• **REQUIRED WORK**
Please carry on the interview about the Manhattan apartment below, picking up right after its final line.

• **GIVEN PASSAGE**
------------
You grew up in Manhattan. Could you ever live anywhere else?

I can’t … I lived in the Hollywood Hills for a three month period. It didn’t work out. I finally realized there was nothing there … in search of a city is what it is.

There is one thing I love about New York that you don’t get anywhere else—there are no dreary Sunday afternoons. It’s as lively on a Sunday as it is on any other day of the week—in a different way maybe, but it’s still lively.

It’s so funny because a friend of mine who travels a lot and she said something about Amsterdam: “It’s like Poughkeepsie on a Sunday afternoon!” I always think of that phrase when I go there.


Looking down the sleek lacquered walls of the bedroom hallway. Flooring transitions from black and white stone to red carpet to indicate a shift from public to private spaces.
A plum L-shaped sofa fills a corner of the media room. The dining table is by Holly Hunt and was altered to a height between coffee table and dining table–all the better for casual dining or working in the cozy setting. The chairs are mid-century vintage as is the Arco sweeping floor lamp.



A projection TV mounted on the far wall transforms the room into a fabulous movie theater.
Wonderful city views towards Fifth Avenue from the Media Room.
John and Kelly knew they had the perfect spot to hang “Invisible Heaven” by Ross Bleckner when they purchased the painting.


How often do you have people over?

Kelly and I try to entertain more at home rather than go to restaurants. I think it’s nicer. People like it better. People are so surprised to be invited to someone’s apartment.

But then you can’t get up and leave.

That’s not the problem in America. They leave so early. The problem is keeping them … the minute you put the dessert fork down, they’re out the door.

You have a library, so I guess you read a lot.
------------
• **SUPPLIED RECORDS**
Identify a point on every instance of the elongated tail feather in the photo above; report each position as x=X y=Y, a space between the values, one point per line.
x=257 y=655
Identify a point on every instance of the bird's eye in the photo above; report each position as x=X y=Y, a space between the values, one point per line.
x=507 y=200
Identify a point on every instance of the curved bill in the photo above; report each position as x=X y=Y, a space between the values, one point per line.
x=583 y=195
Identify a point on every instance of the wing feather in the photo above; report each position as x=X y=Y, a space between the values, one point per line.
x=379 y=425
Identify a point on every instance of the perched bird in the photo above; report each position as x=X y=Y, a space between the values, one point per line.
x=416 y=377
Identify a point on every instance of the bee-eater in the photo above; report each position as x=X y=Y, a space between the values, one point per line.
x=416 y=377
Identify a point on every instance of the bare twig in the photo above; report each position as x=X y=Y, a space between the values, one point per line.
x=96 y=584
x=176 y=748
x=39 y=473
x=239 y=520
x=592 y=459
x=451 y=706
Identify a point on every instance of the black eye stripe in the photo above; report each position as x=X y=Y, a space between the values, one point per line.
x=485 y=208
------------
• **RESPONSE TO THE EXERCISE**
I don’t really watch television but in the library, there are no reading books—they’re all design books. I put the reading books away. I don’t think a library now should be books that you read because that’s like showing off your old clothes. It’s like saying, “I’ve read all these books” It’s like showing off. I have books on my Kindle. Why do you have to have out a book that you read? It’s like keeping your old sweaters on display.


A work by German artist Frank Thiel hangs in the entryway to the master bedroom.
Mirrored walls camouflage closet space and reflect light (and Jeff and Jeff again) in the master bedroom.
Marcus Leatherdale’s photo of Mme. du Barry’s Chair hangs in the entryway to the master bedroom.
The master bedroom features dramatic black walls, a red carpet and white accent walls and niches. A Lucite chair by Plex-craft is tucked under a wooden desk by Pierre Guariche.
Kelly’s painting hangs above the bed outfitted in linens from E. Braun. The vintage night tables are from Herman Miller.


Buster’s toys.
The colors of a painting by Claude Vernard play off of the red wall-to-wall carpeting from Stark.


Vintage glass, flower paintings and other favorite objects are arranged on glass shelves in the master bedroom.
A vintage cabinet in red, white and black laminate featuring iron legs perpetuates the bath’s strong geometry. The painting is by Kelly.
Unlike the large scale of the public areas John and Kelly shifted to smaller-scaled shadow box mosaic floor in the master bath.


The guest bedroom. A lithograph by Sonia Delaunay hangs on the right wall.
A Joe La Piana photograph and a vintage lamp are arranged on a round glass-top night table.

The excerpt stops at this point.